Rescale the data below from the line containing "Exercise. Point to every instance of the teal" through the end, copying every line in that stretch, requests included, but multiplying each coordinate in the answers by 1.35 and rounding to a whole number, with halves rounded up. Give only those lines.

→ Given information
:::::
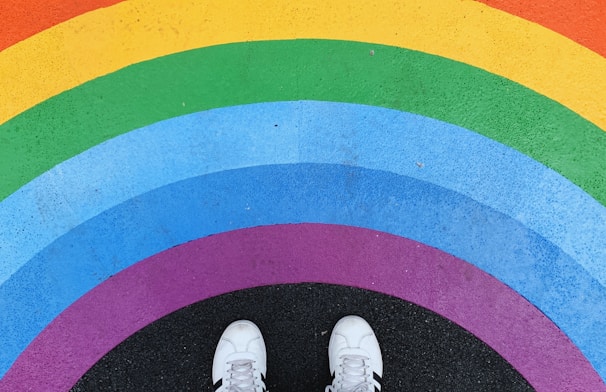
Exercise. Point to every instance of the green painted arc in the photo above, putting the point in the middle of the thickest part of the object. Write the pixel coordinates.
(267, 71)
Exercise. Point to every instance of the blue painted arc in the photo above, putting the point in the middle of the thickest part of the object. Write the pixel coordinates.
(293, 132)
(296, 193)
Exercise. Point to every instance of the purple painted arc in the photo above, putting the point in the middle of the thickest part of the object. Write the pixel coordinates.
(377, 261)
(309, 131)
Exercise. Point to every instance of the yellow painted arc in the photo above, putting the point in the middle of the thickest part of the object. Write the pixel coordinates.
(107, 39)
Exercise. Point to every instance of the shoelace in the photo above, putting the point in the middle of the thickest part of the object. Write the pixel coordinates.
(354, 376)
(241, 376)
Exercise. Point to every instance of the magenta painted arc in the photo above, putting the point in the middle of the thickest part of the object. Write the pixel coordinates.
(277, 254)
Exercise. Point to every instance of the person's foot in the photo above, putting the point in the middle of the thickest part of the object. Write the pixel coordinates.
(240, 359)
(354, 357)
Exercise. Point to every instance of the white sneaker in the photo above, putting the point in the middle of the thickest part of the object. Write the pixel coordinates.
(240, 359)
(354, 357)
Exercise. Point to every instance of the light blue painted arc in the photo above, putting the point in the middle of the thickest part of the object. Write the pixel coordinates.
(296, 193)
(303, 131)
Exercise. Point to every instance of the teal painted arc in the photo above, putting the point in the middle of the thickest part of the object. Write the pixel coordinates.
(298, 132)
(234, 74)
(297, 193)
:::::
→ Final result
Exercise. Point to every instance of the teal painted arc in the photo above, putting the point in the middle of the thickest part of the object. Write the pixel coordinates.
(402, 178)
(316, 100)
(401, 261)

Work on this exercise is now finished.